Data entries
######
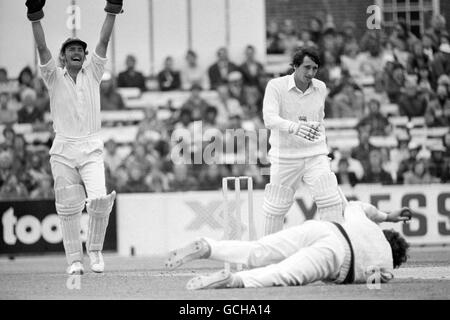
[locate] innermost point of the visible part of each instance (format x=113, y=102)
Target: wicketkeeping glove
x=305, y=130
x=35, y=12
x=114, y=6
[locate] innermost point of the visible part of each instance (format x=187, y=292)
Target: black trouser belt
x=351, y=271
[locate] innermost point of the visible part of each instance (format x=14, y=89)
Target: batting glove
x=35, y=12
x=114, y=6
x=305, y=130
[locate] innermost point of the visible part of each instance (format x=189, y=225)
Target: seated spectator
x=441, y=61
x=437, y=113
x=252, y=70
x=371, y=62
x=210, y=177
x=438, y=26
x=210, y=119
x=398, y=155
x=29, y=113
x=110, y=99
x=348, y=103
x=408, y=163
x=402, y=38
x=195, y=103
x=182, y=180
x=437, y=164
x=316, y=29
x=377, y=122
x=375, y=172
x=417, y=59
x=350, y=60
x=419, y=174
x=151, y=124
x=274, y=39
x=192, y=74
x=343, y=175
x=446, y=144
x=411, y=103
x=226, y=106
x=353, y=165
x=393, y=80
x=7, y=115
x=111, y=157
x=157, y=181
x=361, y=152
x=131, y=78
x=184, y=120
x=290, y=37
x=424, y=80
x=168, y=78
x=349, y=31
x=305, y=40
x=429, y=48
x=219, y=71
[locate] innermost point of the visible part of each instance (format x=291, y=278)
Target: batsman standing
x=76, y=156
x=293, y=109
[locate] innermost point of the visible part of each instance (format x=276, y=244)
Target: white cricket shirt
x=75, y=107
x=285, y=104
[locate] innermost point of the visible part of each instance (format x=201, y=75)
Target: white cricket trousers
x=79, y=162
x=294, y=173
x=299, y=255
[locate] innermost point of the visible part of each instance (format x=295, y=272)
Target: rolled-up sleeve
x=271, y=110
x=48, y=73
x=97, y=66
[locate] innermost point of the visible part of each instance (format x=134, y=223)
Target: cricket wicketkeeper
x=293, y=110
x=76, y=156
x=351, y=252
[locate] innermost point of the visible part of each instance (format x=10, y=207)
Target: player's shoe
x=97, y=263
x=198, y=249
x=75, y=268
x=219, y=280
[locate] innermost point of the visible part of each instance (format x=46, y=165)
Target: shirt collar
x=291, y=84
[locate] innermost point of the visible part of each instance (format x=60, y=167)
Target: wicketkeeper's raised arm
x=112, y=8
x=273, y=120
x=35, y=13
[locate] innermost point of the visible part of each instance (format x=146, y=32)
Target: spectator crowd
x=409, y=71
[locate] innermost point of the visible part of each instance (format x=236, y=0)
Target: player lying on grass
x=313, y=251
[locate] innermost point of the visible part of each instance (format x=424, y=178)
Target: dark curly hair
x=399, y=247
x=299, y=55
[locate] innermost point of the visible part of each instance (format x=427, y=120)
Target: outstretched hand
x=35, y=12
x=307, y=130
x=114, y=6
x=404, y=214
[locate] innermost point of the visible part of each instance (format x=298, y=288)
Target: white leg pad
x=98, y=210
x=328, y=199
x=71, y=229
x=278, y=200
x=70, y=202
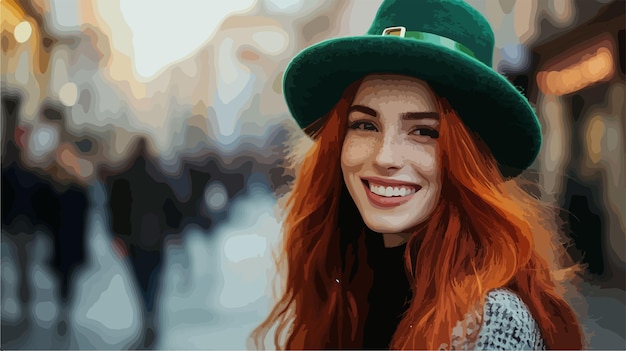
######
[Exercise]: Omit the pictures and reproduce the records above exactly.

[Output for this task]:
[locate] innermost point of the visible part of each instance (format x=113, y=102)
Target: wicketkeeping glove
x=305, y=130
x=35, y=12
x=114, y=6
[locate] innermost point of the visible part of each instance (format x=187, y=292)
Target: black trouser belt
x=351, y=271
[locate] innermost point of the visible part of each instance (format x=14, y=89)
Target: batting glove
x=35, y=12
x=114, y=6
x=305, y=130
[locate] innermost point of the visible part of each instance (format x=189, y=225)
Target: seated spectator
x=441, y=61
x=437, y=113
x=252, y=70
x=371, y=62
x=210, y=177
x=438, y=26
x=210, y=119
x=398, y=155
x=29, y=113
x=110, y=99
x=348, y=103
x=408, y=163
x=402, y=38
x=195, y=103
x=182, y=180
x=437, y=164
x=316, y=29
x=377, y=122
x=375, y=172
x=417, y=59
x=350, y=60
x=419, y=174
x=151, y=124
x=274, y=39
x=192, y=74
x=343, y=175
x=446, y=144
x=411, y=103
x=226, y=106
x=353, y=165
x=393, y=80
x=7, y=115
x=111, y=157
x=157, y=181
x=361, y=152
x=131, y=78
x=184, y=120
x=290, y=37
x=424, y=80
x=168, y=78
x=349, y=31
x=305, y=40
x=429, y=48
x=219, y=71
[locate] innermost point of the visible part of each instance (format x=291, y=278)
Target: batsman standing
x=76, y=156
x=293, y=109
[locate] innermost point of the visible part of each instance (format x=276, y=244)
Target: white cricket shirt
x=75, y=107
x=285, y=104
[locate] innermost point of the visible part of each instance (format x=201, y=75)
Target: white cricket trousers
x=79, y=162
x=294, y=173
x=299, y=255
[locate] innermost point of the visible part of each instance (format x=295, y=272)
Target: rolled-up sleeve
x=271, y=110
x=48, y=73
x=97, y=66
[locate] innermost point of the visible part of each instance (format x=134, y=223)
Target: cricket wicketkeeper
x=293, y=110
x=76, y=156
x=351, y=252
[locate] innermost point of the visible part of each instance (format x=10, y=207)
Target: player's shoe
x=97, y=263
x=198, y=249
x=75, y=268
x=219, y=280
[locate] innermost point of the visible part of each instance (format x=46, y=165)
Target: shirt collar
x=291, y=84
[locate] innermost point of the visible part of each instance (format x=60, y=167)
Target: wicketkeeper's raised arm
x=112, y=8
x=273, y=120
x=35, y=13
[locate] innermost point of the visible part of each instance (format x=146, y=32)
Target: spectator crowd
x=409, y=71
[locate] innermost point of the visible part of each instance (format x=236, y=0)
Target: player lying on grass
x=313, y=251
[locate] innermost point of the visible part of each instance (format x=424, y=178)
Target: dark curly hair
x=399, y=247
x=299, y=55
[locate] innermost point of the visible part of each instance (format x=427, y=120)
Target: outstretched hand
x=35, y=12
x=307, y=130
x=114, y=6
x=404, y=214
[locate] innermost point of the visible part of each instance (format x=298, y=288)
Target: white leg pad
x=98, y=210
x=328, y=199
x=71, y=229
x=278, y=200
x=70, y=202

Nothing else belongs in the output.